• [What you are asked to do]:
Copy only the lines of the records below, from the line containing "Target: white car" through the end of the records, both included, verbatim.

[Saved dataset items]
=-=-=-=-=
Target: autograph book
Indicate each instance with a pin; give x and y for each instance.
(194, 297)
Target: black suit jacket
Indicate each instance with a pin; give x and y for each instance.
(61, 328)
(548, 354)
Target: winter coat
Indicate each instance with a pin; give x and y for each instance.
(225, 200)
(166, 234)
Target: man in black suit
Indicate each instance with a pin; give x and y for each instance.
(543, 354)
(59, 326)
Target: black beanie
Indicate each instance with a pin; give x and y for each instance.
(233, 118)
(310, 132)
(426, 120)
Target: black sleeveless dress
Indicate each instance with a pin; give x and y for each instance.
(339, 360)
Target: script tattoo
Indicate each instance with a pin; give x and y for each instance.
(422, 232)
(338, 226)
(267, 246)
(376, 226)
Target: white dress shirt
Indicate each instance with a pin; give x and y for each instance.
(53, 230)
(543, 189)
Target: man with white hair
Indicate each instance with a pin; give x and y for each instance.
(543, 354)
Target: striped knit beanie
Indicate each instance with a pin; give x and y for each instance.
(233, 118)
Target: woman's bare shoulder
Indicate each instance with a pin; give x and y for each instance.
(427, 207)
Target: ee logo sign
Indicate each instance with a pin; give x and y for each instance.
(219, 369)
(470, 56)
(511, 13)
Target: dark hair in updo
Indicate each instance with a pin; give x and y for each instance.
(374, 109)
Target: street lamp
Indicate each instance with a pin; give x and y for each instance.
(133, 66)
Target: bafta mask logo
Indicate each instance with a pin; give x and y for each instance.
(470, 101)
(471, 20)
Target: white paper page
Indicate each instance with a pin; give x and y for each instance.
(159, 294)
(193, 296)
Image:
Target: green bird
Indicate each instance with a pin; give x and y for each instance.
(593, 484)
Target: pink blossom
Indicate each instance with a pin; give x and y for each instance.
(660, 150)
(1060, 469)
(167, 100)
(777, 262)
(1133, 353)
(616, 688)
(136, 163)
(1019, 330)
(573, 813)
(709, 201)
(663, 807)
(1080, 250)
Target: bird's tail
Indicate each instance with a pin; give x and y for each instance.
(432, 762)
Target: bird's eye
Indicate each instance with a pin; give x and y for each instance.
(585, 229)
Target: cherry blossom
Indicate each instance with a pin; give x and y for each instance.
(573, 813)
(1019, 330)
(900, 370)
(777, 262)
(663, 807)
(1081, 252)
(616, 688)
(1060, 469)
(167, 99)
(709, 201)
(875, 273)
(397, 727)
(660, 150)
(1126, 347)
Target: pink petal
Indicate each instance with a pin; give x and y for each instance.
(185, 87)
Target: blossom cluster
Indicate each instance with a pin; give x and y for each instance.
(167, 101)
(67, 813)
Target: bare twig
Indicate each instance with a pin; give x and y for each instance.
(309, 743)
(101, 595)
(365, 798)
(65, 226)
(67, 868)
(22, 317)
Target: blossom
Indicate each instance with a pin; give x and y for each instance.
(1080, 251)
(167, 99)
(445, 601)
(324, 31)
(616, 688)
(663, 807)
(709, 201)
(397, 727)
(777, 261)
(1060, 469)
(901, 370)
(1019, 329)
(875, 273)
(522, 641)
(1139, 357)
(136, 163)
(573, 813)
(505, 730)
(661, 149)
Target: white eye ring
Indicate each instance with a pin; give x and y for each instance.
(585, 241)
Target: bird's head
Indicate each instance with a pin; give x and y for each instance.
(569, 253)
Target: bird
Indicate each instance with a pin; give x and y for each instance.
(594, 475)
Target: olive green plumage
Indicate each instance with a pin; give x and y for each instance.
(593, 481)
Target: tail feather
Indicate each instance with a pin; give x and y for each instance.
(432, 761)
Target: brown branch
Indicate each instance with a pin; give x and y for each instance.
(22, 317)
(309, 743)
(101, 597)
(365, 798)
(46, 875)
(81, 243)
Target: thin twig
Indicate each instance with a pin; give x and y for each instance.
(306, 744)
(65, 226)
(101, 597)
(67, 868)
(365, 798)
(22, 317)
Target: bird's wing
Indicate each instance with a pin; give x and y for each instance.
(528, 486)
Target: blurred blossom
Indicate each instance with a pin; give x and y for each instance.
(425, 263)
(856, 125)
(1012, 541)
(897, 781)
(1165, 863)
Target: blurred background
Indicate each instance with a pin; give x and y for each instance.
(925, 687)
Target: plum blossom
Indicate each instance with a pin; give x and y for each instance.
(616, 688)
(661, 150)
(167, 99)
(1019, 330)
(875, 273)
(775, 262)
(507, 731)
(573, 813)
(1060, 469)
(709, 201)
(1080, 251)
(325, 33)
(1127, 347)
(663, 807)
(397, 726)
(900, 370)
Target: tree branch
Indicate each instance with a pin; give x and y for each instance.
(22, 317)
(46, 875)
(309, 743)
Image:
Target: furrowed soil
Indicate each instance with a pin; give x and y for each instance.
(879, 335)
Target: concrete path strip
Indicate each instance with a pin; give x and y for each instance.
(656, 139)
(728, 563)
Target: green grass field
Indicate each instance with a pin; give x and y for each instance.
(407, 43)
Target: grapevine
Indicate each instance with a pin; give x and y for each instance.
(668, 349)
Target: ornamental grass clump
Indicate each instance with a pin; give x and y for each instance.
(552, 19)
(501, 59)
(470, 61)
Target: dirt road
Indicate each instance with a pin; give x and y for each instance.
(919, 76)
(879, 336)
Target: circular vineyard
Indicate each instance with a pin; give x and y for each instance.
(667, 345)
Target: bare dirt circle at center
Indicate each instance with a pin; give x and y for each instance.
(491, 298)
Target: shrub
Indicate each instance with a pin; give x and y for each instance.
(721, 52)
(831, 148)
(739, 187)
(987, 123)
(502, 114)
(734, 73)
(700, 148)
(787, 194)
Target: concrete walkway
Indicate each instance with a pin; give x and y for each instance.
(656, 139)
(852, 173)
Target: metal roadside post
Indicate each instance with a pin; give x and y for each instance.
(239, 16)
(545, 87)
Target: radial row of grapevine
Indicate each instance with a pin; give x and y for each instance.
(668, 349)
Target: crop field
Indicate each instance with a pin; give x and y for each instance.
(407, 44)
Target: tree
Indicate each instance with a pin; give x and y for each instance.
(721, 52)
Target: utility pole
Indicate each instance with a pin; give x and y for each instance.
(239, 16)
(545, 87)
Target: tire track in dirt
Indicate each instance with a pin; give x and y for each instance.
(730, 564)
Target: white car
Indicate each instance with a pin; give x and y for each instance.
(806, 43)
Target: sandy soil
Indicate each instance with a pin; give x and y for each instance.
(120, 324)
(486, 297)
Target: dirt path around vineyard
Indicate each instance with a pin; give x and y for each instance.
=-=-=-=-=
• [Response below]:
Target: white car
Indicate each instance with a pin; give x and y for each instance.
(806, 43)
Target: sandy soil
Indicate each instance with a pin; give x and y for each instance.
(120, 324)
(486, 297)
Target: dirt path around vineyard
Indicate each instance with a pin; give x and y for each instance.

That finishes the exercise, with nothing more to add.